#### Data for processing:
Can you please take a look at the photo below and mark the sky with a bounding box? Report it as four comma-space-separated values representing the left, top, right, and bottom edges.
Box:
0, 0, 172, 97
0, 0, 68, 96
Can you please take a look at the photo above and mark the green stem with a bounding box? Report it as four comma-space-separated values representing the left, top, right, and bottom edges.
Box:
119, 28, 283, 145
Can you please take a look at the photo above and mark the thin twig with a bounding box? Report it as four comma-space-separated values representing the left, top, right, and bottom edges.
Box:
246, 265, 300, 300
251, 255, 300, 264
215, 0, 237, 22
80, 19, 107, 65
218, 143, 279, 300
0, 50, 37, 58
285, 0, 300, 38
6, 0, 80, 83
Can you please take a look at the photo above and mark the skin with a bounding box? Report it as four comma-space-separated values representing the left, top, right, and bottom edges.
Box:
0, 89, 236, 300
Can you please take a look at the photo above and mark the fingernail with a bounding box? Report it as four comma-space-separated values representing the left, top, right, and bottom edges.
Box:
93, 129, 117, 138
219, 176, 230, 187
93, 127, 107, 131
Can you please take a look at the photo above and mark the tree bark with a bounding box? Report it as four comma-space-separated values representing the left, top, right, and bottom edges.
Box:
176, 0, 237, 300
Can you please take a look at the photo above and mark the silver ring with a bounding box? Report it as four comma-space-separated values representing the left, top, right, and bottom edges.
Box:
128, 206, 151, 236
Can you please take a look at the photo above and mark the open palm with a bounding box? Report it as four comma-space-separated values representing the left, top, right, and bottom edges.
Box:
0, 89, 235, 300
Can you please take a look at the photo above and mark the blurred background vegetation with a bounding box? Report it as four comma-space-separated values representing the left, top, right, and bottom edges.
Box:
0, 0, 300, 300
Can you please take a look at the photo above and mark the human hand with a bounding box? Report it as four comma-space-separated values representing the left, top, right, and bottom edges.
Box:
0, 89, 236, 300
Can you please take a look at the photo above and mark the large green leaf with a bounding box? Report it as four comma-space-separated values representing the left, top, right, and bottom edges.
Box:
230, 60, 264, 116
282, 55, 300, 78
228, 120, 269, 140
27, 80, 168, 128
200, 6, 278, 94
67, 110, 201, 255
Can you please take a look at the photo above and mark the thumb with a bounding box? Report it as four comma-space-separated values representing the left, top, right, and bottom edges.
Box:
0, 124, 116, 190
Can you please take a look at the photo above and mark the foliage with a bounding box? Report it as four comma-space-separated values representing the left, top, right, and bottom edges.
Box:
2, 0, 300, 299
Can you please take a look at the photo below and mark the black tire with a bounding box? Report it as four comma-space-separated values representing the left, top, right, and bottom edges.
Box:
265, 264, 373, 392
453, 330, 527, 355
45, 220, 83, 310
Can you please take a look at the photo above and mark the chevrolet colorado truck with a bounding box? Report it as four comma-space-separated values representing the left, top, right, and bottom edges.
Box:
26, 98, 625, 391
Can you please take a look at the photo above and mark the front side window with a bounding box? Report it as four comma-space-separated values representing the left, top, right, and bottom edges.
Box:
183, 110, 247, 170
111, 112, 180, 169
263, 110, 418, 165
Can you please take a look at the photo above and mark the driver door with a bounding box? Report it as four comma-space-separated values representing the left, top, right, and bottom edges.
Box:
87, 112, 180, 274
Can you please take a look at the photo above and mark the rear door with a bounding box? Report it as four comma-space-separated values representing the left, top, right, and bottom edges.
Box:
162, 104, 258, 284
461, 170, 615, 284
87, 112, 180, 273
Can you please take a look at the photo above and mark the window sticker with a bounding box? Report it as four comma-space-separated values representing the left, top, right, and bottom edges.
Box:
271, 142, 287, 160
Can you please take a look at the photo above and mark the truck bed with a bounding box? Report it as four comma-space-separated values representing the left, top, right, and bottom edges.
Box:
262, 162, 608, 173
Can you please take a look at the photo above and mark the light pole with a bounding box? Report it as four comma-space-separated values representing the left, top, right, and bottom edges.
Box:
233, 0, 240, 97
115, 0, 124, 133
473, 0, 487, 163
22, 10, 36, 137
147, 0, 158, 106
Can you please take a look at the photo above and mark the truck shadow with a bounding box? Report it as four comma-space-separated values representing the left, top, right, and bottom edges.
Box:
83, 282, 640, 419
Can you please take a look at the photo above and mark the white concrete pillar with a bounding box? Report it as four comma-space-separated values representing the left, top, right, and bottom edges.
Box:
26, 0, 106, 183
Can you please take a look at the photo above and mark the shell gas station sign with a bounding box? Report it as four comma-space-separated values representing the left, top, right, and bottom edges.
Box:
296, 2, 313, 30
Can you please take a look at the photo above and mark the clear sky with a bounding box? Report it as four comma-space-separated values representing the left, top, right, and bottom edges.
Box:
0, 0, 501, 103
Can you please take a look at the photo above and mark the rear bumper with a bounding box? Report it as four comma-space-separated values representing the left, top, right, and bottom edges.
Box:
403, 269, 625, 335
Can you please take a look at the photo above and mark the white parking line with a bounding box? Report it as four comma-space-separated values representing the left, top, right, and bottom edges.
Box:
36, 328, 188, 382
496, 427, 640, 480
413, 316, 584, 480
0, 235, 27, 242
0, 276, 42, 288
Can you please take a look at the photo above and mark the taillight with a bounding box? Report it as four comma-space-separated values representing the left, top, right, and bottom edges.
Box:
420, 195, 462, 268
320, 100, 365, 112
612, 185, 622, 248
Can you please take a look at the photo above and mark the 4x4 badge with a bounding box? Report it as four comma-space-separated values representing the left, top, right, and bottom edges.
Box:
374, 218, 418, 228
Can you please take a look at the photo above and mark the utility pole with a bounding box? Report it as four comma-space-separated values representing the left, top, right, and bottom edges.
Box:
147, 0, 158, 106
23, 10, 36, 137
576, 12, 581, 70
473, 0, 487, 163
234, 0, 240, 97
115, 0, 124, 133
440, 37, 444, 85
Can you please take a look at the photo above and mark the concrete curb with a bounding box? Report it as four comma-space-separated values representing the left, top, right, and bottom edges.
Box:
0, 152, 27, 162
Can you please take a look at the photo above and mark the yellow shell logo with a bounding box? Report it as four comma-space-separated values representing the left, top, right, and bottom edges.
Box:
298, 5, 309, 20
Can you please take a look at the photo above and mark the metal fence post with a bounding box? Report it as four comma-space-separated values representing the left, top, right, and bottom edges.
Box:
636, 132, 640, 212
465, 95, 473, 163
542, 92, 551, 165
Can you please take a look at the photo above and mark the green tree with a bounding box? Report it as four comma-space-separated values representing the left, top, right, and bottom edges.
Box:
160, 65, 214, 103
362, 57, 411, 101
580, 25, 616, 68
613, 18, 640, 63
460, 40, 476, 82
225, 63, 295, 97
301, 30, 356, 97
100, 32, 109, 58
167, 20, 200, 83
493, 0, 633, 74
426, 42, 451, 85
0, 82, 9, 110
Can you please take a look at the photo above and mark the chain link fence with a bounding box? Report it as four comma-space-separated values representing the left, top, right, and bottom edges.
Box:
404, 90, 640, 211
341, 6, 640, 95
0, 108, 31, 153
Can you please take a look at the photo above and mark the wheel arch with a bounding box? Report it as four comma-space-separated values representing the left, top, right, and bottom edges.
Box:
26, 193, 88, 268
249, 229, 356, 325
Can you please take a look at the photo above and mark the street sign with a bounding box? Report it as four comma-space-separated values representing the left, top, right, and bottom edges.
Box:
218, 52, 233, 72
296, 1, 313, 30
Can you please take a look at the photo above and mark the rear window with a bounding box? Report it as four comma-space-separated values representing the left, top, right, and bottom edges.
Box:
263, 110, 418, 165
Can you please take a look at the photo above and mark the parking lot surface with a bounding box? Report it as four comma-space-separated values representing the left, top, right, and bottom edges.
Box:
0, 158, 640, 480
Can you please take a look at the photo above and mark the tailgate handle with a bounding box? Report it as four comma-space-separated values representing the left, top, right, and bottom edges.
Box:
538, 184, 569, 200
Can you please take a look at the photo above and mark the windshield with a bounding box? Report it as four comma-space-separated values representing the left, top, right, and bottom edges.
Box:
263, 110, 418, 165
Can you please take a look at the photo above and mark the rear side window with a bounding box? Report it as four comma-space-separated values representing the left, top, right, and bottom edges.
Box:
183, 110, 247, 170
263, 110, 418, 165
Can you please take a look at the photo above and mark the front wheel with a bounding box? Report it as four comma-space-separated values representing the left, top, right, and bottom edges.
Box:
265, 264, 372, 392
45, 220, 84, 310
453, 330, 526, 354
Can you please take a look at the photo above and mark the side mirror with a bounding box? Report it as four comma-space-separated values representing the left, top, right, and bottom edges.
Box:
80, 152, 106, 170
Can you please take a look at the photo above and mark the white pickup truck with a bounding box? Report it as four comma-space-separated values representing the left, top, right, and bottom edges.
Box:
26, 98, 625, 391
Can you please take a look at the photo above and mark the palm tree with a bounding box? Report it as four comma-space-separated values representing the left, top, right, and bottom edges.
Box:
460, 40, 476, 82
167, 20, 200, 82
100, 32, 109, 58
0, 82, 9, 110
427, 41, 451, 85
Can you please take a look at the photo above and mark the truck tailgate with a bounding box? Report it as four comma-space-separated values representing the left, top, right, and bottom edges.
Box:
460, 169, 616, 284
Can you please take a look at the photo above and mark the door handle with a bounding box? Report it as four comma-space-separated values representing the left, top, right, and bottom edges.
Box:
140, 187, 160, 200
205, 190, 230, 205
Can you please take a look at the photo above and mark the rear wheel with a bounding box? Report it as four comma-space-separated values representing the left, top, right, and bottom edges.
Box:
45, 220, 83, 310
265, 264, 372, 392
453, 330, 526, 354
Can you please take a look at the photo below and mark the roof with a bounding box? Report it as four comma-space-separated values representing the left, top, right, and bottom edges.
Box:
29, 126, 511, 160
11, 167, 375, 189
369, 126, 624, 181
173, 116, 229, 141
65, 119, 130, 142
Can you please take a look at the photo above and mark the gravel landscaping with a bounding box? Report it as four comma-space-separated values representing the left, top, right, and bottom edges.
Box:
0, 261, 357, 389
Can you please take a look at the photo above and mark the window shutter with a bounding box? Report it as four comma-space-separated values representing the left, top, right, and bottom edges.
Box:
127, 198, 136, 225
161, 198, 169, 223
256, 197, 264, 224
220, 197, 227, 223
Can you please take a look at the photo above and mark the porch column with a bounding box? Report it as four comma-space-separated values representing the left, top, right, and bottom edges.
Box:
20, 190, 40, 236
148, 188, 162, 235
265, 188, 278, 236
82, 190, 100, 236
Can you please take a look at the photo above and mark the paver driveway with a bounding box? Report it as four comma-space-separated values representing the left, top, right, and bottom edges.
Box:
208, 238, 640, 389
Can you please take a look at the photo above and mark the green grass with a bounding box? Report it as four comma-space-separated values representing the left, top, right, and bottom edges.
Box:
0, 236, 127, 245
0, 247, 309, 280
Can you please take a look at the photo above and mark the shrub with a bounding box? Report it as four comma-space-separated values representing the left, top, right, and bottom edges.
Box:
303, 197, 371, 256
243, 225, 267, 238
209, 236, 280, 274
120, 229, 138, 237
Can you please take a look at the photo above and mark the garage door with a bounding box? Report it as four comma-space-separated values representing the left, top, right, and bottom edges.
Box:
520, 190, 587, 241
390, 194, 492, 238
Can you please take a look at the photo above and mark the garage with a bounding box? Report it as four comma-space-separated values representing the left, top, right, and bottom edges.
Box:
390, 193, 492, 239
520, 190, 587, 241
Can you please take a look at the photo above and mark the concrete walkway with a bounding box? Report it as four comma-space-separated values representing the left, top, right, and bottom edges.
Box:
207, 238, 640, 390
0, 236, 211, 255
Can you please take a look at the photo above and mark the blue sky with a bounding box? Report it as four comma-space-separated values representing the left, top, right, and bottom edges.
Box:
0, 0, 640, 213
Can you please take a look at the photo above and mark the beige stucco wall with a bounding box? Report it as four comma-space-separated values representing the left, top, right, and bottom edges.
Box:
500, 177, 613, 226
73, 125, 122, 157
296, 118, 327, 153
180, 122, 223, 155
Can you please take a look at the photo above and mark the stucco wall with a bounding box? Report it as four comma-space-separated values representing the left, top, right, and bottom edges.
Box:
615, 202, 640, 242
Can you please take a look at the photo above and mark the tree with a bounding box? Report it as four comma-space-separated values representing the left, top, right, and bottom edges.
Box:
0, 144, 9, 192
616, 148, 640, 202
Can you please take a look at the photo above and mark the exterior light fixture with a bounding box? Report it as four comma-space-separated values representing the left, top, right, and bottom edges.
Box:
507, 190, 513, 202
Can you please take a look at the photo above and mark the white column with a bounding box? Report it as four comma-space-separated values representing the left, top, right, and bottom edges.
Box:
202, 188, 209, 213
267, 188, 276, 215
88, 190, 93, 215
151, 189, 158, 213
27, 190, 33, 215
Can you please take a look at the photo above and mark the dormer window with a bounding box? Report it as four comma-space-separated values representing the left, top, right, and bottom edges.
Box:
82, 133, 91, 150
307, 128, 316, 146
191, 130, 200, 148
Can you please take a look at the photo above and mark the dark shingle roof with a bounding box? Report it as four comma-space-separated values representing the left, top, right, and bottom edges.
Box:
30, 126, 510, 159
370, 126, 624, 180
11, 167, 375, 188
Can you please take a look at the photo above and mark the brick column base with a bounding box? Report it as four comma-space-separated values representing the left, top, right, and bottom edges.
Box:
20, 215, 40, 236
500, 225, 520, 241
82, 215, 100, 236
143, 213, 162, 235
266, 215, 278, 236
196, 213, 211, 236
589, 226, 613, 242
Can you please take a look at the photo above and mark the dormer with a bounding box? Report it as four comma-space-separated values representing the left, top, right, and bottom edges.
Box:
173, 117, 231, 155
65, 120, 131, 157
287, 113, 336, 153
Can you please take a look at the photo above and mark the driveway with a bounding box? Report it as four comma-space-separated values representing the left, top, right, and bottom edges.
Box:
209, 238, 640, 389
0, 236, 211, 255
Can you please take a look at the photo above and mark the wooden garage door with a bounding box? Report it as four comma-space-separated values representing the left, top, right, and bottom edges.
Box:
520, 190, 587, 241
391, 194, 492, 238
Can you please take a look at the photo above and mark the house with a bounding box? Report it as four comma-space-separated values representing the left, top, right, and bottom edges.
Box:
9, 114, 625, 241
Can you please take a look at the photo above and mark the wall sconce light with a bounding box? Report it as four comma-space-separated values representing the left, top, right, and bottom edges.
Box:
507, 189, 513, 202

#### Work to complete:
Rewrite the data from the line containing "the green stem" through the line containing "93, 127, 107, 131", inclusive, swapping "fingernail" for "nail" and leaving everything else unchanged. Give only those lines.

#### Reply:
Can you please take a look at the photo above and mark the green stem with a bounding box? Report it as four comma-space-separated values representing the left, top, right, and bottom edges.
Box:
119, 28, 283, 145
Can you please take a look at the photo above and mark the thin twig with a bounding box? Report it as four comma-space-separated values representing the left, top, right, and bottom edges.
Box:
246, 265, 300, 300
251, 255, 300, 264
215, 0, 237, 22
80, 19, 107, 65
218, 143, 279, 300
0, 50, 37, 58
285, 0, 300, 38
6, 0, 80, 83
Can you please take a look at the photo above and mark the skin with a bounding box? Report it as four comma-space-separated values representing the left, top, right, and bottom edges.
Box:
0, 89, 236, 300
Can you please take a look at the photo above and mark the nail with a bounding box? Report it as four comma-space-separated values representing the left, top, right, and bottom edges.
Box:
93, 129, 117, 138
219, 176, 230, 187
93, 127, 107, 131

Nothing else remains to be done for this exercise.